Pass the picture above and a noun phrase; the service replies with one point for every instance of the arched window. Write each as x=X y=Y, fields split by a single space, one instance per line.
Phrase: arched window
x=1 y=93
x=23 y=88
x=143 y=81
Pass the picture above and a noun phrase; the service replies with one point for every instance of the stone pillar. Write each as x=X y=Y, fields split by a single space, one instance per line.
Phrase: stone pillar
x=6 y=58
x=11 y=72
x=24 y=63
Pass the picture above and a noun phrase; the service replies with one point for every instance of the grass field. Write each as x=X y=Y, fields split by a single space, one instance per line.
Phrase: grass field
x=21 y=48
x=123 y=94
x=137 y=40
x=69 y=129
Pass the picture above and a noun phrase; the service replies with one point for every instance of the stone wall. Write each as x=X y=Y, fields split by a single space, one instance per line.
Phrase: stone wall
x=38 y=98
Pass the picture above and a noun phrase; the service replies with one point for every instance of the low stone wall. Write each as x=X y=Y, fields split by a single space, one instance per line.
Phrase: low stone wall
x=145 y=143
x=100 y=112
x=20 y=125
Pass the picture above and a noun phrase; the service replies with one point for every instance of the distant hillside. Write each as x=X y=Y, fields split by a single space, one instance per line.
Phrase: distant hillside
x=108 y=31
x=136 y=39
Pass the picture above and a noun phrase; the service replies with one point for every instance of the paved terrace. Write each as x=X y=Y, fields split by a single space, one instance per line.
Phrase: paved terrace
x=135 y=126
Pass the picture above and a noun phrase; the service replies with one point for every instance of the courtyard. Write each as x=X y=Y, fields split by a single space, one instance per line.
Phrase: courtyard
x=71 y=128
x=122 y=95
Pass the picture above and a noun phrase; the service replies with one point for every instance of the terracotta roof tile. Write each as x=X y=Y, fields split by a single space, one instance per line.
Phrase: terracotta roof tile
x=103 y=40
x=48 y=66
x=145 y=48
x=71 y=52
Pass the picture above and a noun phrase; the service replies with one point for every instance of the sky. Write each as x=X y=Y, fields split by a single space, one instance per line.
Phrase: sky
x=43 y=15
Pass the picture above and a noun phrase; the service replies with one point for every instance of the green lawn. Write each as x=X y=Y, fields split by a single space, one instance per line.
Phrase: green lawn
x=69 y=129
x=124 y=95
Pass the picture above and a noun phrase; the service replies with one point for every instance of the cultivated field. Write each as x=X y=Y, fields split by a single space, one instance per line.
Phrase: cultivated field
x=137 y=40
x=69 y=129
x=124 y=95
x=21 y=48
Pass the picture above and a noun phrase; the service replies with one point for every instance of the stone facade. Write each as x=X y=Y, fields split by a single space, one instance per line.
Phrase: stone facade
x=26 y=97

EXERCISE PROMPT: Above are the lines; repeat exactly the ones from the line containing "the stone pillar." down to the line containing "of the grass", both inclusive.

RESULT OF THIS TASK:
Pass the picture above and a noun phrase; the service replies with one point for every instance of the stone pillar. Write each as x=X y=Y, fields split by a single space, one instance per line.
Phrase: stone pillar
x=6 y=58
x=11 y=72
x=24 y=63
Pass the picture above and a noun phrase; the service replies with one point for every instance of the grass field. Write each as x=X y=Y, fields split by a single space, one instance per line.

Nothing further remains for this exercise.